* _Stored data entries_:
+===+

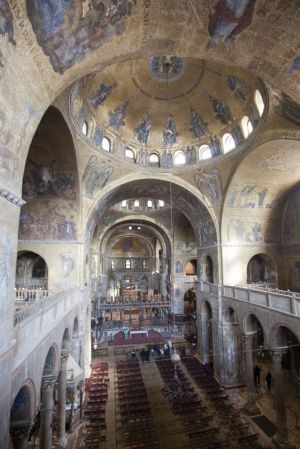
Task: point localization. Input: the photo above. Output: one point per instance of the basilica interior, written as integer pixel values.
(150, 231)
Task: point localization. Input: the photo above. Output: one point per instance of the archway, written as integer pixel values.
(191, 267)
(253, 326)
(32, 271)
(261, 270)
(231, 368)
(208, 270)
(21, 417)
(286, 340)
(207, 340)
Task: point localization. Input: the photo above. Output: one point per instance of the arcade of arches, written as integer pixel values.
(149, 191)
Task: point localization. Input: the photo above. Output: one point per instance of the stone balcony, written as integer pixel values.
(283, 301)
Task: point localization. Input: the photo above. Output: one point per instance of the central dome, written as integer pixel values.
(165, 102)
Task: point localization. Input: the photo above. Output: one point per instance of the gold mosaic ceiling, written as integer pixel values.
(164, 101)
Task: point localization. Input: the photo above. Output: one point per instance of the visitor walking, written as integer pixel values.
(269, 380)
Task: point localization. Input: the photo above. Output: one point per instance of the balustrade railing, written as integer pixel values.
(30, 295)
(108, 304)
(44, 303)
(284, 301)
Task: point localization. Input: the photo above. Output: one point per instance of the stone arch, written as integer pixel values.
(206, 332)
(286, 339)
(282, 333)
(65, 346)
(230, 315)
(187, 199)
(75, 328)
(22, 413)
(190, 302)
(160, 230)
(207, 269)
(51, 185)
(51, 363)
(252, 325)
(31, 270)
(244, 231)
(191, 267)
(23, 406)
(261, 269)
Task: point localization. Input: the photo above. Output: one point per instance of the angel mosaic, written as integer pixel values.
(101, 94)
(210, 184)
(96, 174)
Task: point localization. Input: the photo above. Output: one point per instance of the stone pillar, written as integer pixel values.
(19, 437)
(61, 404)
(47, 413)
(280, 440)
(250, 407)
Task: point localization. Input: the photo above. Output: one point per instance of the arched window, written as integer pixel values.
(85, 128)
(105, 144)
(259, 102)
(154, 160)
(228, 143)
(246, 126)
(130, 154)
(204, 152)
(179, 158)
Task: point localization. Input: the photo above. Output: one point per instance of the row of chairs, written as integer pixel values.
(198, 423)
(97, 389)
(234, 427)
(136, 429)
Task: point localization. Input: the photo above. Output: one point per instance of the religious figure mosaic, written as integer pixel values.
(142, 130)
(116, 118)
(238, 87)
(198, 125)
(222, 110)
(228, 18)
(96, 174)
(101, 94)
(68, 31)
(169, 132)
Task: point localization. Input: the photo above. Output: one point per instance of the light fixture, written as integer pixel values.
(175, 391)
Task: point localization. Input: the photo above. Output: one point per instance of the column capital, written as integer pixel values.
(48, 383)
(18, 433)
(277, 353)
(64, 355)
(247, 339)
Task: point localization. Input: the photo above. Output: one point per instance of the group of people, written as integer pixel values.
(155, 350)
(268, 378)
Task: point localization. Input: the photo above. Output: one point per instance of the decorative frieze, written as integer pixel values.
(11, 197)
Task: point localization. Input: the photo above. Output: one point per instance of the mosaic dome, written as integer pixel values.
(164, 104)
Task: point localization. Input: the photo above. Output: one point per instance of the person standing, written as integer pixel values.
(269, 380)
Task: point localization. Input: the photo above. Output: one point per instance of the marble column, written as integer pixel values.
(280, 440)
(250, 407)
(19, 437)
(47, 413)
(61, 403)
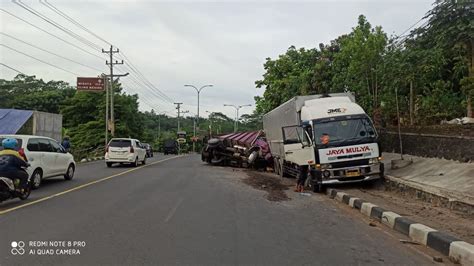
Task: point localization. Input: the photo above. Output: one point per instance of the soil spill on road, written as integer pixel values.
(262, 181)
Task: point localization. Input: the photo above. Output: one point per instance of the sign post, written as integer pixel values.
(90, 84)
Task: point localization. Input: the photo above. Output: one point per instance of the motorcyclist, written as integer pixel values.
(12, 163)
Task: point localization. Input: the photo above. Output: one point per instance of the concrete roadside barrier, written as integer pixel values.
(458, 251)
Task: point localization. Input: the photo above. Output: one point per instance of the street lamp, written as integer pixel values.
(210, 123)
(159, 123)
(198, 92)
(237, 108)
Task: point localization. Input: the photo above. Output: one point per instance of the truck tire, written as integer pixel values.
(276, 166)
(317, 188)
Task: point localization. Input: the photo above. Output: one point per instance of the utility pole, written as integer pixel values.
(237, 108)
(104, 76)
(111, 63)
(178, 107)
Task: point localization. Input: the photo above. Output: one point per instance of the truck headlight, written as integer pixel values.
(374, 160)
(326, 166)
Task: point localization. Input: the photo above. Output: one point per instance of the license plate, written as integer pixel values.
(351, 173)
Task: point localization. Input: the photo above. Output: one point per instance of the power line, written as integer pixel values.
(42, 61)
(7, 66)
(55, 24)
(55, 36)
(49, 52)
(64, 15)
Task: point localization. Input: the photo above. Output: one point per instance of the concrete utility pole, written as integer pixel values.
(237, 108)
(104, 76)
(178, 107)
(159, 123)
(210, 123)
(111, 63)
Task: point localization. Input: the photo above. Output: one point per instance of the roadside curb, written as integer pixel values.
(458, 251)
(449, 199)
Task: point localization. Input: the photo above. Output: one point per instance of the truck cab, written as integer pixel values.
(336, 141)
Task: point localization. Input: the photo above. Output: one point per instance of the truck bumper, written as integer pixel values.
(346, 175)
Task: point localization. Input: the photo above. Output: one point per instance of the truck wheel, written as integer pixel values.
(382, 171)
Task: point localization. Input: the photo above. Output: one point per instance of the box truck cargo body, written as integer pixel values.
(329, 135)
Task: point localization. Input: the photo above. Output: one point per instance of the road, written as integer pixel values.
(181, 211)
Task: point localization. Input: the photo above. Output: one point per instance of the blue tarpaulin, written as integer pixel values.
(12, 120)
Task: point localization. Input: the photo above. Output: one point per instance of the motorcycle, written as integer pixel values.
(8, 189)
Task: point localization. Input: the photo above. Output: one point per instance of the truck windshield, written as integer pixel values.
(332, 132)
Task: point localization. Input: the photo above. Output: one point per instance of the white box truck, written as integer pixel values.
(329, 136)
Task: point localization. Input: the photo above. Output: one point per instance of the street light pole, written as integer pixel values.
(159, 123)
(210, 123)
(197, 118)
(237, 108)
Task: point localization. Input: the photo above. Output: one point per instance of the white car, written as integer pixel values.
(46, 156)
(125, 150)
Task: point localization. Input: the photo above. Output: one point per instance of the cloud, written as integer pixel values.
(224, 43)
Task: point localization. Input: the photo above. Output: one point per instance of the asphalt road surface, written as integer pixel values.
(181, 211)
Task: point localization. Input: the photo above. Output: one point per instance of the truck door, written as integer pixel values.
(298, 146)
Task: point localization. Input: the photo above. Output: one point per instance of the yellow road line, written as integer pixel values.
(82, 186)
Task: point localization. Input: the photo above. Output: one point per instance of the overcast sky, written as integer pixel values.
(173, 43)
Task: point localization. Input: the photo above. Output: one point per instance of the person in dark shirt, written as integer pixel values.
(12, 163)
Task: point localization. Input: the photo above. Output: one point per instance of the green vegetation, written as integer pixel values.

+===+

* _SHORT EXERCISE_:
All records must be output exactly as they are, except for the pictures, which are left out.

* _THE COMPLETED TASK_:
Task: point localization. Input: the photo above. Output: one point per instance of the basilica interior, written as integer pixel values.
(150, 231)
Task: point localization. Input: the photo above. Output: one point per instance of the archway, written as integer pixel values.
(191, 267)
(253, 326)
(32, 271)
(261, 270)
(231, 368)
(208, 270)
(21, 417)
(286, 340)
(207, 340)
Task: point localization. Input: the photo above. Output: one point per instance of the arcade of arches, written as integer pixel values.
(149, 191)
Task: point localization. Input: the photo above. Output: one point per instance of the stone balcony, written as integer pixel values.
(283, 301)
Task: point localization. Input: the photo above. Output: one point per instance of the central dome, written as integer pixel values.
(165, 102)
Task: point localization. Input: the photo above. Output: one point per instance of the gold mosaic ceiling, written as integer pixel values.
(164, 101)
Task: point localization. Input: the photo above. Output: one point per instance of the visitor walking, written as integer pixel values.
(269, 380)
Task: point localization. Input: the photo above. Output: one point per instance of the balustrade railing, written as integer pixel values.
(30, 295)
(108, 304)
(44, 303)
(284, 301)
Task: point localization. Input: the photo above. Output: one point per instance of the stone arch, written as integer pixel values.
(206, 332)
(286, 339)
(282, 333)
(65, 346)
(230, 315)
(187, 199)
(75, 328)
(22, 413)
(190, 302)
(160, 230)
(207, 269)
(51, 185)
(51, 363)
(252, 325)
(31, 270)
(244, 231)
(191, 267)
(23, 406)
(261, 269)
Task: point localization. Input: the photo above. Output: one point per instance of the angel mosaic, written as integer pixel values.
(101, 94)
(210, 184)
(96, 174)
Task: point localization. Input: the photo above. Output: one point per instance of the stone pillar, written as integer pixel values.
(19, 437)
(61, 404)
(47, 413)
(280, 440)
(250, 407)
Task: point localization. Input: the photo above. Output: one point per instance of the arched window, written as integer pixel values.
(85, 128)
(105, 144)
(259, 102)
(154, 160)
(228, 143)
(246, 126)
(130, 154)
(204, 152)
(179, 158)
Task: point localization. Input: the photo above. Output: one point per instance of the row of chairs, written as integer pixel values.
(198, 423)
(97, 389)
(234, 427)
(136, 429)
Task: point localization. Input: the photo above. Output: one point per instance of the religious figure mosaic, written as integer pixel values.
(142, 130)
(116, 118)
(238, 87)
(198, 125)
(222, 110)
(228, 18)
(96, 174)
(101, 94)
(68, 31)
(169, 132)
Task: point localization. Input: the photo above. Output: one point per instance of the light fixture, written as integer pixel values.
(175, 391)
Task: point localization. Input: the photo above. Output: one point per instance of the column capital, written as integer pixel values.
(48, 383)
(18, 433)
(277, 353)
(64, 355)
(247, 339)
Task: point localization. Input: the photo above. Output: one point per instance of the group of people, written as integer pixel values.
(155, 350)
(268, 378)
Task: point localization. Input: the photo above. Output: one point per instance of the decorative frieze, written as integer pixel values.
(11, 197)
Task: point localization. Input: the photo above. Output: one point per instance of the mosaic dome, written as integer pixel values.
(164, 104)
Task: point localization. Input: the photo above. Output: one point per instance of the person standing, written as integer pixel values.
(269, 380)
Task: point localization. Input: the photo above. Output: one point per instance of the marble column, written as integer pixel values.
(280, 440)
(250, 407)
(19, 437)
(47, 413)
(61, 403)
Task: point localization. Input: the photo above. Output: one point per instance of the soil spill on road, written as integer pixel values.
(262, 181)
Task: point localization. Input: the photo above. Output: one point per instance of the sign post, written as integer pixel values.
(90, 84)
Task: point localization. Input: the photo above. Output: one point per instance of the motorcyclist, written as integer pixel values.
(12, 163)
Task: point localization. Input: the photo above. Output: one point per instance of the concrete roadside barrier, written as integer pixel values.
(458, 251)
Task: point localization. Input: the photo above. Output: one point per instance of the street lamp, written as integer pixel values.
(210, 123)
(159, 123)
(198, 92)
(237, 108)
Task: point localization. Input: the photo above. Output: one point per instance of the truck tire, written as integer pixel values.
(276, 166)
(317, 188)
Task: point localization. Input: the photo above. Output: one point per instance of the utility pole, written as integer pixel values.
(237, 108)
(104, 76)
(111, 63)
(178, 107)
Task: point localization. Input: the photo above. Output: one point per instance of the truck headlight, written as integer pixel values.
(374, 160)
(326, 166)
Task: point localization. Input: the photo above. Output: one point per instance of the license plate, written as integer pixel values.
(351, 173)
Task: point localization. Input: the photo above. Output: one point per instance of the power line, written as integer pixel values.
(42, 61)
(7, 66)
(55, 24)
(55, 36)
(49, 52)
(64, 15)
Task: point localization. Input: the photo above. Output: one point per instance of the concrete utility pole, written as integer pixel values.
(237, 108)
(104, 76)
(178, 107)
(159, 123)
(210, 123)
(111, 63)
Task: point localization. Input: the photo above. Output: one point per instance of the roadside curb, written as integer pixel values.
(458, 251)
(449, 199)
Task: point localization. Input: the photo above. Output: one point per instance of the truck cab, written as integer pixel values.
(336, 141)
Task: point localization. Input: the photo above. Output: one point per instance of the truck bumper, written as integer pixel values.
(346, 175)
Task: point localization. Input: the photo above. Output: one point per instance of the truck wheel, written as integer pixel values.
(382, 171)
Task: point localization. Input: the photo above. Output: one point per instance of the box truck cargo body, written as integer pixel values.
(329, 135)
Task: point localization. Input: the photo above. Output: one point per instance of the road, written as integer pixel values.
(181, 211)
Task: point localization. Input: the photo above. Output: one point per instance of the blue tarpaulin, written as integer pixel values.
(12, 120)
Task: point localization. Input: the photo above. Output: one point per instance of the motorcycle, written as integer pixel values.
(8, 189)
Task: point localization. Input: the photo above. Output: one point per instance of the truck windshield, written as integer pixel values.
(332, 132)
Task: point localization. Input: the photo above. Output: one point per instance of the white box truck, written as integer pixel values.
(329, 136)
Task: point localization. Input: the photo above. Output: one point per instance of the street light pole, written as integer pixel values.
(159, 123)
(210, 123)
(197, 118)
(237, 108)
Task: point localization. Input: the photo above. Output: one point per instance of the white car, written as integer pixel values.
(46, 156)
(125, 150)
Task: point localization. Input: the photo above. Output: one point per instance of the cloud, written as integer pixel values.
(224, 43)
Task: point localization. Input: the photo above. Output: one point per instance of the asphalt road surface, written as integer pixel values.
(181, 211)
Task: point localization. Input: the photo above. Output: one point per instance of the truck door, written as integer pixel values.
(298, 146)
Task: point localization. Input: the photo above. Output: one point per instance of the yellow road line, written as integer pixel values.
(82, 186)
Task: point localization. Input: the photo above. Output: one point per instance of the overcast sky, written as integer pixel values.
(173, 43)
Task: point localization. Input: the photo above. Output: one point per instance of the person in dark shirt, written as integer pixel values.
(12, 163)
Task: point localization. Input: the photo above. Output: one point per instance of the green vegetation, written as integer pixel values.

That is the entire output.